Q: Has the White House Politicized the Federal Bureau of Investigation?

By Aldrich, Gary; Powers, Richard Grid | Insight on the News, March 24, 1997 | Go to article overview

Q: Has the White House Politicized the Federal Bureau of Investigation?


Aldrich, Gary, Powers, Richard Grid, Insight on the News


Yes: Running face-saving errands for Clinton has meant downgrading the bureau's national-security mission.

The term "politicization" fails to capture the true nature and gravity of what really is going wrong down at the headquarters of the Federal Bureau of Investigation, where I was employed as a special agent for more than 26 years.

The FBI's problems are a combination of micromanagement and abuse by politicians who believe the agency exists for the purpose of punishing political enemies or scoring political victories in the media. Most troubling is the fact that some in the FBI's senior management who were brought to the FBI by Director Louis Freeh cannot seem to bring themselves to say "no" to clearly improper and possibly illegal requests by the Clinton White House.

(Entries from a pointing dataset)
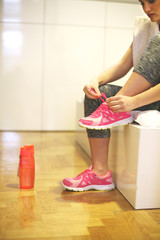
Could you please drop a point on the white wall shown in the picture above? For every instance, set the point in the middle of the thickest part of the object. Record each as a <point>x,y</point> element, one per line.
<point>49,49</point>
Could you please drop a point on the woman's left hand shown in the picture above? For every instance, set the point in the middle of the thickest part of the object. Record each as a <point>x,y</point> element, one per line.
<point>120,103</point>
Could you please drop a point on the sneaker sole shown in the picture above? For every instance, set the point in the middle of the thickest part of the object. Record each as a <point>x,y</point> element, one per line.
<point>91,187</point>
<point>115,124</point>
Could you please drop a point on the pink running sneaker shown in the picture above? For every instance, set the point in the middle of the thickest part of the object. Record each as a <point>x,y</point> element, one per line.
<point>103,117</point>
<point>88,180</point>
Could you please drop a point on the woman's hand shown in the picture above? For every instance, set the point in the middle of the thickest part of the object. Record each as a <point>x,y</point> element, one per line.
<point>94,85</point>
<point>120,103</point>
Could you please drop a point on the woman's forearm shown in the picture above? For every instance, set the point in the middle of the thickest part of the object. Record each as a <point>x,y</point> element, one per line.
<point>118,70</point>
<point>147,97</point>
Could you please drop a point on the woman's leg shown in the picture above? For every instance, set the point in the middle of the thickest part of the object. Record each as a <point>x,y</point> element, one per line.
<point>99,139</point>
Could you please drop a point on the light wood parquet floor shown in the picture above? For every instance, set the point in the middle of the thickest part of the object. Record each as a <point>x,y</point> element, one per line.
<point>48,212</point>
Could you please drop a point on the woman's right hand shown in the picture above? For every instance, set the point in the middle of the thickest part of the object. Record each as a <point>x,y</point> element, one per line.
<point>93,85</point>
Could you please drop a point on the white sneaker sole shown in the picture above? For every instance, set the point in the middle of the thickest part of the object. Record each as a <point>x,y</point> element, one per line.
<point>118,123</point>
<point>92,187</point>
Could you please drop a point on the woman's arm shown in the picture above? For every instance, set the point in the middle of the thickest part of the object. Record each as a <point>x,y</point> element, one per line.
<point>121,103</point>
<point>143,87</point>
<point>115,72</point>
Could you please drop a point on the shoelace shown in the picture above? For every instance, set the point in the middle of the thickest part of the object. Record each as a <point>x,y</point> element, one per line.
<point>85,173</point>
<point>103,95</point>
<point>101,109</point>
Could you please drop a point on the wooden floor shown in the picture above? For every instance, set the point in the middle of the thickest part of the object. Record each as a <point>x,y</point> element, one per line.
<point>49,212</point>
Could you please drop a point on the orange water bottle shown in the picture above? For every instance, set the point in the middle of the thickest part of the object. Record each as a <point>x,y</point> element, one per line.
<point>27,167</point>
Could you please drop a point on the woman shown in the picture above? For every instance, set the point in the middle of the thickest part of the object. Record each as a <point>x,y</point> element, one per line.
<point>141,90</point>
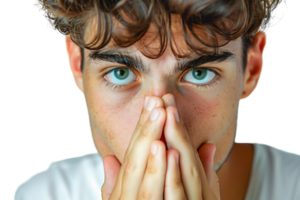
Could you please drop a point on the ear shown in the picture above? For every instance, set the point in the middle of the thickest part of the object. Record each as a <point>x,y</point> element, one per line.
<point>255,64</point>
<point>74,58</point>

...

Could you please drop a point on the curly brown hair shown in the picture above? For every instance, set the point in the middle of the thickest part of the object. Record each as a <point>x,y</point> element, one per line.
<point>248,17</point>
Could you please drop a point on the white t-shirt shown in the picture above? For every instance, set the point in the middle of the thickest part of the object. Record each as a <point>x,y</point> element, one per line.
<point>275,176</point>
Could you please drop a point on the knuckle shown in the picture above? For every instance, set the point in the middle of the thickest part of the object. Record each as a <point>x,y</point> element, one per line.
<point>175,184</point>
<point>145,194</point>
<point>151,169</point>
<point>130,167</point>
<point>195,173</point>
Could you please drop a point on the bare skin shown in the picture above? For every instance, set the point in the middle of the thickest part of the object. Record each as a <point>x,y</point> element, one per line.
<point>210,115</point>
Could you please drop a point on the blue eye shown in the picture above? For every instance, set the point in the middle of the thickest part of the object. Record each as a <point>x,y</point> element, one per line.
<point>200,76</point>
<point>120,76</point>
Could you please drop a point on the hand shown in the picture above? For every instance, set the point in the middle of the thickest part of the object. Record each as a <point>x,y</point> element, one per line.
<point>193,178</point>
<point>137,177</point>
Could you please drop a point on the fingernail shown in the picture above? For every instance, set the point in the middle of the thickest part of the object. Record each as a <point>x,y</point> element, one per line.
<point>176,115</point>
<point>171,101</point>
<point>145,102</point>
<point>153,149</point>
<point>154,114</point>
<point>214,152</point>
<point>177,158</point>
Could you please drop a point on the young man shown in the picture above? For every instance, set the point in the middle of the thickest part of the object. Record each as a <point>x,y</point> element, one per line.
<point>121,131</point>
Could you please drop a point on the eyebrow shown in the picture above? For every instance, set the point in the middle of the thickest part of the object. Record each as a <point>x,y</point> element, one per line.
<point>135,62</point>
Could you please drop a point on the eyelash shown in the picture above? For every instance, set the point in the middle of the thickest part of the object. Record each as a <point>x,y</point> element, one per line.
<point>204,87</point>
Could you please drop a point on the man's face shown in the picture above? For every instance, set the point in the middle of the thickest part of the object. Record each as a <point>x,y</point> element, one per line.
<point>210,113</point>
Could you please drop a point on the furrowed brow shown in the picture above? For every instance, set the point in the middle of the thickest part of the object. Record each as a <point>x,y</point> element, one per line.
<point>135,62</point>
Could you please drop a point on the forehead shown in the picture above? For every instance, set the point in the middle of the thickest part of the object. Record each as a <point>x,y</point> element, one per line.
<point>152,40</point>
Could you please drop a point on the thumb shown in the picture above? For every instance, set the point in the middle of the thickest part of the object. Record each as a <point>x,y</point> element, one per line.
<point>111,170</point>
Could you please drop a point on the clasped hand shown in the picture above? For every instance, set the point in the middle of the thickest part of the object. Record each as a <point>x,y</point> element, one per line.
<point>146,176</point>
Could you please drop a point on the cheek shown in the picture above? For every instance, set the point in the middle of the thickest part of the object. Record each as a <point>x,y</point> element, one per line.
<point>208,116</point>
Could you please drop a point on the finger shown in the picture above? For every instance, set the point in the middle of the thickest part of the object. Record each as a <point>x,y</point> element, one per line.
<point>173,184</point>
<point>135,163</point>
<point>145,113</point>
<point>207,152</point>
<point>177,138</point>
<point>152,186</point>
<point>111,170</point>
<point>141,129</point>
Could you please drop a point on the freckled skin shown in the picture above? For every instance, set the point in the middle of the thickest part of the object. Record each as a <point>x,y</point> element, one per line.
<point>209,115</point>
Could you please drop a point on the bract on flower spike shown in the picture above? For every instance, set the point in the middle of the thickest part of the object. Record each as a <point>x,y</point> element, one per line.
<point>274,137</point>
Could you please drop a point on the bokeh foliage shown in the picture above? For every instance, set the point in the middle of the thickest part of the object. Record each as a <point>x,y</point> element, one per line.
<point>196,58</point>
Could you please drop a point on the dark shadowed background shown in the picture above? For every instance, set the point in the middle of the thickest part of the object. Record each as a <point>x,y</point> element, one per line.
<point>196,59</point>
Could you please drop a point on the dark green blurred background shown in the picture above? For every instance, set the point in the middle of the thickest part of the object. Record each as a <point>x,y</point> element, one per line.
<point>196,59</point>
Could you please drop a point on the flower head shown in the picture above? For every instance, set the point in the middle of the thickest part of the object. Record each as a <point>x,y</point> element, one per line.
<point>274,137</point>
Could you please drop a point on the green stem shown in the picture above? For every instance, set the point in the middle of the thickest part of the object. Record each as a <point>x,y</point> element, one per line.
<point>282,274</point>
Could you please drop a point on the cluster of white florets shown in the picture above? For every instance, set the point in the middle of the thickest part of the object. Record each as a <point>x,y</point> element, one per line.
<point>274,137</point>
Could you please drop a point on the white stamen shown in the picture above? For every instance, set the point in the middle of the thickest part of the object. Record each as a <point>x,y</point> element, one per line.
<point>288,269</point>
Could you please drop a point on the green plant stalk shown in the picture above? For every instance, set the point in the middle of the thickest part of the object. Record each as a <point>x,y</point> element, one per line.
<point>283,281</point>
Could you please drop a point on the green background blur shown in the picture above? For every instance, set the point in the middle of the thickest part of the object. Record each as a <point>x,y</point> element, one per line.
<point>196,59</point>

# REQUIRED WORK:
1. From the article on the FBI, return the passage between "By Aldrich, Gary;" and "bureau's national-security mission.", inclusive.
2. Translate this sentence from the article on the FBI into Spanish: "The FBI's problems are a combination of micromanagement and abuse by politicians who believe the agency exists for the purpose of punishing political enemies or scoring political victories in the media."
3. Write what comes next in the article on the FBI, picking up after its final sentence.

# ANSWERS TO THE TASKS:
1.
By Aldrich, Gary; Powers, Richard Grid | Insight on the News, March 24, 1997 | Go to article overview

Q: Has the White House Politicized the Federal Bureau of Investigation?


Aldrich, Gary, Powers, Richard Grid, Insight on the News


Yes: Running face-saving errands for Clinton has meant downgrading the bureau's national-security mission.

2. Los problemas del FBI son una combinación de microgestión y de abusos por parte de políticos que creen que la agencia existe con el propósito de castigar a enemigos políticos o de anotarse victorias políticas en los medios.

3.
Keep in mind that the FBI is an agency housed within the Department of Justice, or DOJ, and therefore reports to the president's attorney general. Amazingly, many people think that somehow the FBI has "independence" when in fact it does not -- except to the extent to which each FBI director can demand it. (J. Edgar Hoover did and got it.) But should citizens be concerned about the way the White House is using the FBI? Consider some events of the recent past:

* After President Clinton's first inauguration, the FBI was asked to bend, twist and break the rules regarding the background-investigation process. In spite of warnings and pleas from two senior FBI agents (including me) who were assigned to the White House, and overwhelming evidence of serious character flaws of White House personnel, FBI headquarters did nothing to alert the White House or Congress that national security was being severely damaged. Soon it became clear to us in the trenches that the actions of Clinton staffers eventually would overwhelm the long-standing process by which national security and the president of the United States were protected.

* Former FBI Director William Sessions was left hanging for more than six months waiting for results of Attorney General Janet Reno's review of minor ethical problems. Sessions eventually was fired, but during that time he was a lame duck and a weakened FBI was less able to fend off White House pressure to manipulate and ignore the background-investigation process.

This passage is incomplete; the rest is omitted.